* **WHAT YOU SHOULD DO**
Go through the lines below and retype each one exactly.
=== DATASET RECORDS ===
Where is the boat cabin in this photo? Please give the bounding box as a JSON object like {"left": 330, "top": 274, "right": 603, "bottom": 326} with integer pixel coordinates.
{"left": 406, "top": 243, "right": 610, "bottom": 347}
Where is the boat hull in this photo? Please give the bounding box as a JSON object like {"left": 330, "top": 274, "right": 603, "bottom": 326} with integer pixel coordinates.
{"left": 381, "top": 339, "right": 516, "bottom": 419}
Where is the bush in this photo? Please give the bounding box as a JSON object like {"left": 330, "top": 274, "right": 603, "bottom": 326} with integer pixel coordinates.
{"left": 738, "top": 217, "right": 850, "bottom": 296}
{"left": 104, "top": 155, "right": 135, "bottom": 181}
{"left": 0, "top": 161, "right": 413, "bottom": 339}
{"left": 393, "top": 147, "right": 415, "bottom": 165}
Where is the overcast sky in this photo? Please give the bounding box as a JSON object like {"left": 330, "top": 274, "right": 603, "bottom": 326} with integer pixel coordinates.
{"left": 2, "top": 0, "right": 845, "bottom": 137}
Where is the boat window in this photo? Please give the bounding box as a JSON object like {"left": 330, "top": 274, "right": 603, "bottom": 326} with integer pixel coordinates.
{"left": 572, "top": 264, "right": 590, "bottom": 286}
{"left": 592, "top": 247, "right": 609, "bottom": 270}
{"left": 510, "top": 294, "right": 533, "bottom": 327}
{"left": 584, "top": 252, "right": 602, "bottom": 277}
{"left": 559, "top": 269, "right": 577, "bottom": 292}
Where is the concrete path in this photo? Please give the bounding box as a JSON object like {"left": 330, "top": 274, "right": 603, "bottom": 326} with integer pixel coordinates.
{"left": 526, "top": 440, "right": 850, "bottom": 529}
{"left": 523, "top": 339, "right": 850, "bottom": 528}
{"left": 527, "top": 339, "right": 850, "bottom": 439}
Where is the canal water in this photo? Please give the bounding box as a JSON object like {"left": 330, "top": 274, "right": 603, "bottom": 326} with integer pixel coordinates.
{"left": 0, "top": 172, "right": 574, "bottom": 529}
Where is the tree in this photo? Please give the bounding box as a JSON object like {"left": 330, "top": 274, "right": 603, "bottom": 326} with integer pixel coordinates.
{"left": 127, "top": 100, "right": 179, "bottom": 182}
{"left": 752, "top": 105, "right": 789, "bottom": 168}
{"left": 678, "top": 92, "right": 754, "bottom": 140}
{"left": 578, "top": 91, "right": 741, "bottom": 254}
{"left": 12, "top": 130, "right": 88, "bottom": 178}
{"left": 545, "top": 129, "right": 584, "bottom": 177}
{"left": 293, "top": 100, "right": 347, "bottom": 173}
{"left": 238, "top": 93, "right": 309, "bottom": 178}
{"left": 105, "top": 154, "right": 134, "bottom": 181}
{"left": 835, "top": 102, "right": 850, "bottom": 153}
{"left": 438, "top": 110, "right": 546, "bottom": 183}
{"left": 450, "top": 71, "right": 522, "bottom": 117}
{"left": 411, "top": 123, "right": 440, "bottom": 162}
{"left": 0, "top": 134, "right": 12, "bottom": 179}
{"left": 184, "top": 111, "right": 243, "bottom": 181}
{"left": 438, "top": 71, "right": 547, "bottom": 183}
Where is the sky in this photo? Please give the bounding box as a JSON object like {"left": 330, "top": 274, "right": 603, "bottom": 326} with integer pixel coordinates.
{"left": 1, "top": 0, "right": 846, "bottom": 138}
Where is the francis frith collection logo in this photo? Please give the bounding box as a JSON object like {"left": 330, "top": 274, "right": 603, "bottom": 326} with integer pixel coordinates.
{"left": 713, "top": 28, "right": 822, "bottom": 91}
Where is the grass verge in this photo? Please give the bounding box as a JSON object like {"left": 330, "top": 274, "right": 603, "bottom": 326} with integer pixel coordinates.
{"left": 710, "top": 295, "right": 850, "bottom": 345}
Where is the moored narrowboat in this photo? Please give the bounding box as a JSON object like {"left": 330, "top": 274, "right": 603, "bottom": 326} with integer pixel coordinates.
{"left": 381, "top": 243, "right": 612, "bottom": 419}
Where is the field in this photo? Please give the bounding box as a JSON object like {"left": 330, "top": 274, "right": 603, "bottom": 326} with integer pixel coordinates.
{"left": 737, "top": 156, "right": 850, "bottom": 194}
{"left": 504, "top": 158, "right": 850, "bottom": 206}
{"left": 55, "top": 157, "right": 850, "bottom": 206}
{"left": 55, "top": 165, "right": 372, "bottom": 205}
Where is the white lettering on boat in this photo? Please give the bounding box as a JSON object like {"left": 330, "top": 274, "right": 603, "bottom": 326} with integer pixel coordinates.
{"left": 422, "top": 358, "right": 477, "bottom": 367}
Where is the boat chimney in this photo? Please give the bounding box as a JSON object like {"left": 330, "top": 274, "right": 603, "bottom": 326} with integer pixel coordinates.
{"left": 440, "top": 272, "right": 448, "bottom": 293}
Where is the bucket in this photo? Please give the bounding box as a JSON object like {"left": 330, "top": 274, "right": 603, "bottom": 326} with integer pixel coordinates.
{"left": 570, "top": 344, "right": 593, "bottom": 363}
===
* **ANSWER BELOW**
Where is the boat cabin in this photo? Please give the bounding box as a JSON object like {"left": 330, "top": 274, "right": 603, "bottom": 326} with integer pixel coordinates.
{"left": 406, "top": 243, "right": 610, "bottom": 347}
Where is the boat hull in this photo? Please give the bounding box as a JSON object like {"left": 330, "top": 274, "right": 603, "bottom": 326} with integer pixel coordinates.
{"left": 381, "top": 339, "right": 516, "bottom": 419}
Where is the bush in this photo? Please give the bounding box as a JSON object like {"left": 330, "top": 274, "right": 603, "bottom": 326} with integer pixel coordinates.
{"left": 738, "top": 217, "right": 850, "bottom": 296}
{"left": 104, "top": 155, "right": 135, "bottom": 181}
{"left": 0, "top": 161, "right": 413, "bottom": 339}
{"left": 393, "top": 147, "right": 415, "bottom": 165}
Where is the overcast sky in this photo? Please give the bounding box as a JSON object like {"left": 330, "top": 274, "right": 603, "bottom": 326} with integer pixel coordinates.
{"left": 2, "top": 0, "right": 845, "bottom": 137}
Where is the boat window in this photo? Please give the bounding box as a JSON object like {"left": 330, "top": 274, "right": 603, "bottom": 326} with integer pixel coordinates.
{"left": 572, "top": 264, "right": 590, "bottom": 286}
{"left": 592, "top": 247, "right": 609, "bottom": 270}
{"left": 510, "top": 294, "right": 533, "bottom": 327}
{"left": 584, "top": 252, "right": 602, "bottom": 277}
{"left": 559, "top": 269, "right": 577, "bottom": 292}
Where is the concrete path in this photo? Please give the bounding box as a JSON object like {"left": 330, "top": 274, "right": 603, "bottom": 326} with integer pixel coordinates.
{"left": 526, "top": 440, "right": 850, "bottom": 529}
{"left": 523, "top": 339, "right": 850, "bottom": 528}
{"left": 527, "top": 339, "right": 850, "bottom": 439}
Where is the canal water in this photo? Please give the bounding box as a JSON object like {"left": 330, "top": 274, "right": 603, "bottom": 326} with integer pixel coordinates.
{"left": 0, "top": 172, "right": 574, "bottom": 529}
Where is the tree in this photo? Please give the bounding box as a JSON object like {"left": 330, "top": 274, "right": 603, "bottom": 326} with integer pixel coordinates.
{"left": 127, "top": 100, "right": 179, "bottom": 182}
{"left": 752, "top": 105, "right": 789, "bottom": 168}
{"left": 678, "top": 92, "right": 754, "bottom": 140}
{"left": 578, "top": 91, "right": 741, "bottom": 254}
{"left": 12, "top": 130, "right": 88, "bottom": 178}
{"left": 545, "top": 129, "right": 584, "bottom": 177}
{"left": 293, "top": 100, "right": 347, "bottom": 173}
{"left": 238, "top": 93, "right": 309, "bottom": 178}
{"left": 105, "top": 154, "right": 134, "bottom": 181}
{"left": 835, "top": 102, "right": 850, "bottom": 153}
{"left": 438, "top": 110, "right": 546, "bottom": 183}
{"left": 450, "top": 71, "right": 522, "bottom": 117}
{"left": 411, "top": 123, "right": 440, "bottom": 162}
{"left": 0, "top": 134, "right": 12, "bottom": 179}
{"left": 184, "top": 111, "right": 243, "bottom": 181}
{"left": 438, "top": 71, "right": 547, "bottom": 183}
Where is the sky in this photo? Please give the bounding box as a JSON object like {"left": 330, "top": 274, "right": 603, "bottom": 326} with integer pixel coordinates.
{"left": 1, "top": 0, "right": 846, "bottom": 138}
Where is the francis frith collection logo in this photo? Please give the bounding box as a JSON object like {"left": 330, "top": 274, "right": 603, "bottom": 326} with integer pixel coordinates.
{"left": 713, "top": 28, "right": 822, "bottom": 91}
Where is the grass verge in this photo? Please give the bounding box as a JSON object like {"left": 330, "top": 274, "right": 603, "bottom": 326} with integer pixel coordinates.
{"left": 710, "top": 295, "right": 850, "bottom": 345}
Where is the moored narrowboat in this photo? Please give the bounding box as a JSON object like {"left": 330, "top": 274, "right": 603, "bottom": 326} with integer pixel coordinates.
{"left": 381, "top": 243, "right": 612, "bottom": 419}
Where is the field in this photo? Please give the bounding box as a JSON object like {"left": 330, "top": 274, "right": 603, "bottom": 326} with integer pixel coordinates.
{"left": 737, "top": 156, "right": 850, "bottom": 194}
{"left": 504, "top": 158, "right": 850, "bottom": 206}
{"left": 55, "top": 157, "right": 850, "bottom": 206}
{"left": 55, "top": 165, "right": 372, "bottom": 205}
Where is the white lettering on boat in this photo? Please give the bounding box as a JSON object like {"left": 330, "top": 274, "right": 603, "bottom": 326} with integer pixel coordinates.
{"left": 422, "top": 358, "right": 477, "bottom": 367}
Where is the boat chimney in this photo? Please give the bounding box as a JSON object like {"left": 330, "top": 274, "right": 603, "bottom": 326} with integer pixel coordinates.
{"left": 440, "top": 272, "right": 448, "bottom": 293}
Where is the bucket in this photo? Please give the bounding box as a JSON object like {"left": 330, "top": 274, "right": 603, "bottom": 326} with integer pixel coordinates.
{"left": 570, "top": 344, "right": 593, "bottom": 363}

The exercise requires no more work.